The records:
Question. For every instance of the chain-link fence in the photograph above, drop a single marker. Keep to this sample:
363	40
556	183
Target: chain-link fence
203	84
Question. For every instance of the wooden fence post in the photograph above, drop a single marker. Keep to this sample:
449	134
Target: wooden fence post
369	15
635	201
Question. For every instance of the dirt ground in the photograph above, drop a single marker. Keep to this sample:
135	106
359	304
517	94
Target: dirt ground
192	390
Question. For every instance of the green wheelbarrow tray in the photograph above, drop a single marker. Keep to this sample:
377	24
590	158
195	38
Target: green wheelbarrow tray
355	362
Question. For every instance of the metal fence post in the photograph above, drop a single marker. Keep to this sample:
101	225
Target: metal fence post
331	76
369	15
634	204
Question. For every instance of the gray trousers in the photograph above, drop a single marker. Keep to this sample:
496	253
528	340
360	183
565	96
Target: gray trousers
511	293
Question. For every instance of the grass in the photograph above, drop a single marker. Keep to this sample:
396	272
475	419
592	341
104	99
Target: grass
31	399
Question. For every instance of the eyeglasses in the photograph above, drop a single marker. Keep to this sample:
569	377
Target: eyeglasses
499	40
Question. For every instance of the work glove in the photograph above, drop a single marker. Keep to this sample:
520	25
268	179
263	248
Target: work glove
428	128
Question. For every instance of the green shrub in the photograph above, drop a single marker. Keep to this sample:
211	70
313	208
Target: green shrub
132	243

What this task involves: Print exactly the line containing "Question. For every instance of the dirt" and every line after it through the end of the records above, and nothing else.

Result of the task:
Question. For every instance of the dirt ground in the photograph above, drop a single marker. Keep to this sample:
135	106
359	304
517	94
Target: dirt ground
192	390
Question. For every instance of the green wheelbarrow tray in the photograph above, drop a single marker. Keep to this sample:
377	24
590	158
195	38
Target: green wheelbarrow tray
355	362
Question. For every instance of the metal fence post in the photograph above, drop a single marker. Keep to this sample:
101	225
Target: metal fence post
331	76
369	15
634	204
Question. For every instance of the gray trousers in the photograph above, drop a single marker. Keep to this sample:
496	253
528	340
360	183
565	96
Target: gray trousers
511	293
Question. For every instance of the grass in the photograph above, drop a single marker. Keep to this sample:
396	272
475	419
592	341
104	99
Target: grass
31	399
Question. For every instance of the eyeglasses in the photograph above, drop a single marker. Keep to this sample:
569	377
Target: eyeglasses
499	40
Question. For every instance of the work glove in the photograph above, drop a single marker. Keep to this sample:
520	25
268	179
263	248
Target: work glove
428	128
Question. For every instance of the green shrub in the photograph above, drop a single marker. Keep to this sample:
211	70
313	208
Target: green shrub
132	243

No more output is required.